● What to produce:
Render the data from its beginning through the line containing "[(728, 352), (380, 250)]" as a two-column CSV with the header input,output. Give one row for each text paired with its answer, and enclose every field in quotation marks with line breaks replaced by spaces.

● Stored rows:

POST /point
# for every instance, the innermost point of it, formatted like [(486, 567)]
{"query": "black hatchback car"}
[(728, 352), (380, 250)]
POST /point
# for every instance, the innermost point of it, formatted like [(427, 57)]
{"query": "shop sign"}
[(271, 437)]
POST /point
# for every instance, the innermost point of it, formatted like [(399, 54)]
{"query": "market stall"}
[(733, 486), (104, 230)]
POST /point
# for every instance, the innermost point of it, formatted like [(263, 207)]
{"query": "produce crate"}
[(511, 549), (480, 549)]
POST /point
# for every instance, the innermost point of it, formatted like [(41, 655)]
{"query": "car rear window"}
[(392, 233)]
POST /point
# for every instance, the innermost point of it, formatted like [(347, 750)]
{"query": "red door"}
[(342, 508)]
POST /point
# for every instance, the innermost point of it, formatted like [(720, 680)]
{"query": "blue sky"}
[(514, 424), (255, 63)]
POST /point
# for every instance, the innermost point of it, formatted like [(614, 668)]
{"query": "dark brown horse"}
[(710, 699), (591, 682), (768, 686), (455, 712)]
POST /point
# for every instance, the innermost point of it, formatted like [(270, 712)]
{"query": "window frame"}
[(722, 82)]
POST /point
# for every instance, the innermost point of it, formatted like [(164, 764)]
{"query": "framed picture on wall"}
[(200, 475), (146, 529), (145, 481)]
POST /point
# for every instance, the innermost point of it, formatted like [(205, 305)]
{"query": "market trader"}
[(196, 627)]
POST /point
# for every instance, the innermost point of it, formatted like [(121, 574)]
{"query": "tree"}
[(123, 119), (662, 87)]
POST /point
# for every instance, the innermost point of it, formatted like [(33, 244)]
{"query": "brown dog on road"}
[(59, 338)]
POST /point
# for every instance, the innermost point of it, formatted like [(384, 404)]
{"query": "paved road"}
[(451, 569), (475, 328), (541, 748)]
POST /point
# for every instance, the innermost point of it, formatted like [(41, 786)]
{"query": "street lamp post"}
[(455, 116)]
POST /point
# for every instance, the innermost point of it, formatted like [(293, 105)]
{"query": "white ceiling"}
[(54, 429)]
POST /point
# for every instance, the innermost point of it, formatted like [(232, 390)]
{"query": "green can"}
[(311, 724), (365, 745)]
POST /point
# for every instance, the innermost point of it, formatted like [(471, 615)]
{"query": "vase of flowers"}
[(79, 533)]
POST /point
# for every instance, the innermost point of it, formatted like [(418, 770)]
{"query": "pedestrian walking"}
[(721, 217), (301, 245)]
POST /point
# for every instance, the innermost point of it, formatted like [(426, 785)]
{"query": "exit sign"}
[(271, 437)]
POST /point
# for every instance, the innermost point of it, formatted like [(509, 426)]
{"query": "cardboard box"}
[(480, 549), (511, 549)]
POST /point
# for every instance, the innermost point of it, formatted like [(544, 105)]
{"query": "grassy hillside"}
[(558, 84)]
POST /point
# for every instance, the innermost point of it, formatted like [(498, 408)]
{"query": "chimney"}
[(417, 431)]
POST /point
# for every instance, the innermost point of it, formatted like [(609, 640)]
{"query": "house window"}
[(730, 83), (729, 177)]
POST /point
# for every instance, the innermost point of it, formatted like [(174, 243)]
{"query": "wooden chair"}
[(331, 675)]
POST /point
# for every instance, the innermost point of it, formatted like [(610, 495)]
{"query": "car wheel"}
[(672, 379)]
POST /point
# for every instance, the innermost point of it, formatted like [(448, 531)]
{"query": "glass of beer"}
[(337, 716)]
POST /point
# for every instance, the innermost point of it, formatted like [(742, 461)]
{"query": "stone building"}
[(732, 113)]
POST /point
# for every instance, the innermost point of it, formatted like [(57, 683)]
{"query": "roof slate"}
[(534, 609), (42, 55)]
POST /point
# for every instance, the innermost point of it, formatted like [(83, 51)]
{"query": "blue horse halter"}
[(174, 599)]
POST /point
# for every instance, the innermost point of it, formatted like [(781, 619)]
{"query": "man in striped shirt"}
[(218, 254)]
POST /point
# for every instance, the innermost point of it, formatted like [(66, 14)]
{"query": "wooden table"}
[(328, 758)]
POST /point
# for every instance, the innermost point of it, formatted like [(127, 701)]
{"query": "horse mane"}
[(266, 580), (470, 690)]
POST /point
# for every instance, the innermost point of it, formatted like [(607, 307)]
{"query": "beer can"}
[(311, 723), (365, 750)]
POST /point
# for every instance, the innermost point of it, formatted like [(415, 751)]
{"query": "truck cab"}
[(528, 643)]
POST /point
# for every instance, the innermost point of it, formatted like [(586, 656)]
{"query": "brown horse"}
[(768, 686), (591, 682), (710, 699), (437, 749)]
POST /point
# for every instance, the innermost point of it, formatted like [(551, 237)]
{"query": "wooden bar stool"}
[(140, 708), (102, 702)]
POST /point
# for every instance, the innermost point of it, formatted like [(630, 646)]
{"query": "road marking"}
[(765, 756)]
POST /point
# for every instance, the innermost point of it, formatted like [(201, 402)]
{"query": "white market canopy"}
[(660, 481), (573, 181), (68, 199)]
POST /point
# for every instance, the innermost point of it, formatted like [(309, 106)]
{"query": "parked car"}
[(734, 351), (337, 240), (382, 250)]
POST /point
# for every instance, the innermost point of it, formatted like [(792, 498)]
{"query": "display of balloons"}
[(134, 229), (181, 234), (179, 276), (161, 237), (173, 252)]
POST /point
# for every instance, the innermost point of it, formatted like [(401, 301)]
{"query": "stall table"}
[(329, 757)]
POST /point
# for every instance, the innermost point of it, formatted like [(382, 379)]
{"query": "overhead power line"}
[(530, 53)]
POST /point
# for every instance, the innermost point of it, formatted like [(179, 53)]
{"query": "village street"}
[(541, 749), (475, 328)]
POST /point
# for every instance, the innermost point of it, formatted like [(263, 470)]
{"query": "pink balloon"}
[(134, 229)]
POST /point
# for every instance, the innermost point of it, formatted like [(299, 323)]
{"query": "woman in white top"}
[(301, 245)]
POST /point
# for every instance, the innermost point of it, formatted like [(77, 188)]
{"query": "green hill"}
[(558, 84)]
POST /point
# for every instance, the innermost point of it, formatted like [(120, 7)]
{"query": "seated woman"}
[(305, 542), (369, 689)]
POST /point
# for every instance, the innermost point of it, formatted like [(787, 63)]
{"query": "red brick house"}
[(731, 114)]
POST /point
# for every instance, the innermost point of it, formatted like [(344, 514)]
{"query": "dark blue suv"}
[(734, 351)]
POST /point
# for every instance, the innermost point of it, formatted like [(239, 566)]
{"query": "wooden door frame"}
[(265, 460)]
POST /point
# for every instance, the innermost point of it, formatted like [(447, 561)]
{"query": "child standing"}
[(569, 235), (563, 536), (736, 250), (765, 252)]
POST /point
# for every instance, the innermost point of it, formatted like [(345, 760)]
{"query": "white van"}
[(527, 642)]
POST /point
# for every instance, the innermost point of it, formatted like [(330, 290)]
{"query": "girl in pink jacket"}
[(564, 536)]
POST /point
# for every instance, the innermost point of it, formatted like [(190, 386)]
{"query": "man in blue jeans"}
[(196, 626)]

● The answer:
input,output
"POST /point # for every instance, the innermost point of it, formatted like [(486, 567)] {""query"": ""black hatchback car""}","[(728, 352), (380, 250)]"